# Brief:
Start at the line containing "Where can you find the shaded" and transcribe every line exactly through the end of the records below, and only those lines.

(Source data)
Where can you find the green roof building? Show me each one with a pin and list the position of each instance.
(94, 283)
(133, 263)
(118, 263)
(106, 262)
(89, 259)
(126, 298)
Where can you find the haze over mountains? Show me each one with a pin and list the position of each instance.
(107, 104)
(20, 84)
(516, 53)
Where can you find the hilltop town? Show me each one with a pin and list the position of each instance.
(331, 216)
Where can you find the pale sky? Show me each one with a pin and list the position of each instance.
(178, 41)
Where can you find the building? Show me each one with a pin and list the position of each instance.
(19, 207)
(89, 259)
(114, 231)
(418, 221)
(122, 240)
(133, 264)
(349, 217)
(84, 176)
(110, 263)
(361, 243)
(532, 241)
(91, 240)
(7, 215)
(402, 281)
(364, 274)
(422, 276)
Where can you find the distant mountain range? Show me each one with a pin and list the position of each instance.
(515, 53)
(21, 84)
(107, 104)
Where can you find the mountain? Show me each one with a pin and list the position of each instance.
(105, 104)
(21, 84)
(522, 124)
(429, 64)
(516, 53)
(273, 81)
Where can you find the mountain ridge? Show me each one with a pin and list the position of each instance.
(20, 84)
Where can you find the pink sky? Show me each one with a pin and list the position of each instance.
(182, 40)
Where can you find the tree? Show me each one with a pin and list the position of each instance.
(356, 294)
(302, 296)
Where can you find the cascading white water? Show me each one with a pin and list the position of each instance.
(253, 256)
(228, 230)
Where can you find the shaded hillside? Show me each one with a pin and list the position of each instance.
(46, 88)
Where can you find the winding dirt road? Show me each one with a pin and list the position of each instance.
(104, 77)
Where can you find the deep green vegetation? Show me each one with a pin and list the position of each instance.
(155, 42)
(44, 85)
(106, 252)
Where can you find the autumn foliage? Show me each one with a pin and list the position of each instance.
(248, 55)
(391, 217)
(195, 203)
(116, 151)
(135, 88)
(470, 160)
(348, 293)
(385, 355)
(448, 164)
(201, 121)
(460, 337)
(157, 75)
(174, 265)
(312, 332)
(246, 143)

# Result:
Where can you find the shaded hillside? Show me each one with a pin and list the position of each instance.
(46, 88)
Where can you find the winding dirt road? Show me each one with a pin and list the position of each instance.
(104, 77)
Where can you find the deep green vegetation? Show me each one with a pin and list the position of each instance.
(155, 42)
(44, 85)
(106, 252)
Where can you find the autumn foliage? Show me each one with a pin and list the position of each instance.
(248, 55)
(391, 217)
(195, 203)
(116, 151)
(135, 88)
(470, 160)
(348, 293)
(385, 355)
(448, 164)
(201, 121)
(460, 337)
(157, 75)
(174, 265)
(312, 332)
(246, 143)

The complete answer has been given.